- Passage for review

Just my 2 cents worth,

GreenUtah
08-26-2005, 12:17 PM
HELLO...I know Texas WAS the WILD WILD WEST...but PLEASE! Don't you have CHILD LABOR LAWS THERE????? In Indiana, you can't have anyone under 16 running POWER EQUIPMENT.

ding ding ding....we have a winner...no power equipment for children..period...real nice when you send em back to school missing a finger or an eye...they DO go to school, right?!

wbw
08-26-2005, 12:59 PM
HELLO...I know Texas WAS the WILD WILD WEST...but PLEASE! Don't you have CHILD LABOR LAWS THERE????? In Indiana, you can't have anyone under 16 running POWER EQUIPMENT. Man, you'd get put in jail here for that crap!

Mike


These laws typically do not apply to farmers or family businesses.

MBDiagMan
08-26-2005, 02:09 PM
I guess I must be a freak of nature. How could I have been so lucky? I mowed hundreds of yards when I was 10 through about 15. I never lost a finger or an arm, and never died of heat prostration. What's even more amazing is that in the fifties and sixties there were NO safety devices WHATSOEVER, at least on the mowers that I ran.

What, are you afraid that a little sweat might hurt a kid. I propose that the opposite is true. Show me someone that worked hard when they were a kid, and I'll most likely show you someone who is not afraid of work as an adult.

Now. I do agree that if these kids are used for labor in someone elses business that is a crime and maybe the way the Dad is going about this is not good. But, a kid working hard and making a few bucks. What's wrong with that? They're using a lawn mower, not playing with dynamite.

Have a great day,
Doc

leadarrows
08-26-2005, 02:31 PM
Been working on the farm since I was 7. Drove my first Johny Popper by myself then as well. Kid should be put to work as soon as possible. Gives then something to do besides being couch potatoes.

- Requirement A
Can you extract the forum thread on child labor from "Just my 2 cents" to "to school, right?!"?
- Requirement B
Could you continue the forum thread on child labor from where it stops?
The material isn't needed for anything here.

- Dataset entries
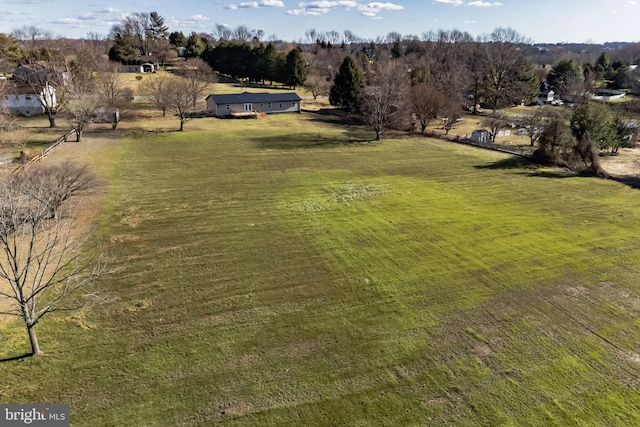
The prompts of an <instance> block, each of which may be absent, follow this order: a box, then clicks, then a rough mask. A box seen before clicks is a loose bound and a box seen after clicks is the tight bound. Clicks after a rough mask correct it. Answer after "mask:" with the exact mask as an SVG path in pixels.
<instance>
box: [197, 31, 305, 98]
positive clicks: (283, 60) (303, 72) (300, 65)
mask: <svg viewBox="0 0 640 427" xmlns="http://www.w3.org/2000/svg"><path fill="white" fill-rule="evenodd" d="M202 58H203V59H204V60H205V61H206V62H207V63H208V64H209V65H210V66H211V68H213V69H214V70H216V71H217V72H218V73H219V74H221V75H224V76H228V77H231V78H234V79H249V80H251V81H254V82H262V83H265V81H267V80H268V81H269V82H271V83H273V82H278V83H282V84H283V85H286V86H290V87H293V88H295V87H296V86H299V85H301V84H304V83H305V81H306V78H307V70H306V63H305V60H304V59H303V57H302V52H301V50H300V49H299V48H294V49H291V50H290V51H289V52H288V53H285V52H278V51H277V50H276V47H275V45H274V44H273V43H269V44H267V45H266V46H265V45H264V44H262V43H260V44H259V45H257V46H251V45H249V44H248V43H237V42H222V43H220V44H218V45H216V46H212V45H210V46H208V47H207V49H206V50H205V51H204V52H203V54H202Z"/></svg>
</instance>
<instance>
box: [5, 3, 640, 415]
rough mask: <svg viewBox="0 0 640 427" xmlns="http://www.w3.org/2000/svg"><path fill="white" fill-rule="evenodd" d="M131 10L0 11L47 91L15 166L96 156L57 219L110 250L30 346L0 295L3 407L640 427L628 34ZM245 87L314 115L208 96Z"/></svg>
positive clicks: (639, 228)
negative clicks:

- Final answer A
Just my 2 cents worth,

GreenUtah
08-26-2005, 12:17 PM
HELLO...I know Texas WAS the WILD WILD WEST...but PLEASE! Don't you have CHILD LABOR LAWS THERE????? In Indiana, you can't have anyone under 16 running POWER EQUIPMENT.

ding ding ding....we have a winner...no power equipment for children..period...real nice when you send em back to school missing a finger or an eye...they DO go to school, right?!

- Final answer B
betterlawn
08-26-2005, 02:47 PM
Any homeowner or business owner would have to be an utter moron to hire a 10 year old child (other than their own) to mow their lawn.

Its not necessary. If you want to make a 10 year old sweat, there are plenty of other ways to do it.

You have to be pretty damned sure the kid isn't going to lose a finger or a toe (on your insurance).

trying 2b organic
08-26-2005, 03:24 PM
There is a big difference in standards for HOA. Here they expect a pro. i.e. insurance, uniforms, workmans comp, and umm. adults workers. That is an incredible story.

And yes I started mowing my neighbours when i was 15, big big difference.

fga
08-26-2005, 03:28 PM
i started pretty young. when my dad would throw a belt on his tractor blades, i'd give him a hand..

DUSTYCEDAR
08-26-2005, 03:46 PM
i started mowing when i was 11 my grandpop let me loose with a pushmower
i think he had a few beers in him and was tired of mowing

Brianslawn
08-26-2005, 04:51 PM
whats really sad is a lot of customers will hire a couple kids that age to do there lawn without the dad present just to save some money

tjgray
08-26-2005, 05:00 PM
Were they doing the HOA on a Saturday *very unprofessional imho* Kids around here started back to school a couple of weeks ago....

We have let our son work for us this year but he is 17 and his dad still doesn't let him work un-supervised or handle any power equipment alone. Even at 17 he made several mistakes this year that his dad was able to catch because he was watching him so closely.

HometownLawn
08-26-2005, 05:05 PM
I'm sorry, I dont see the issue here. Its not like he was hiring some random 9-10 year old kid, they were his sons. Maybe its just because i grew up on a farm or something. At 9, i was running a case 450 crawler front end loader for my grandfather on the farm, at 10 i was driving tractors on the road with full loads of hay and a crew on the trailer, when i was 12 I couldnt wait until summer time because that meant it was time to bale hay

I dont see an issue as long as he's not like working them 10 hours with no water or breaks or anything.

People wonder why there are so many fat little kids and then everyone goes nuts when kids are doing something other than playing xbox where they actually break a sweat

ALarsh
08-26-2005, 05:21 PM
I started mowing the neighbors lawn at 10-11... and I just counted 10 fingers!! Still got em all

Dashunde
08-26-2005, 05:59 PM
This is America... our young children should not be considered viable industrial labor.

Conversly... If a kid at any age takes the initiative and starts mowing the neighbors yards and the kid pockets the $ for himself it all suddenly makes sense.
Same goes for family farm & land work.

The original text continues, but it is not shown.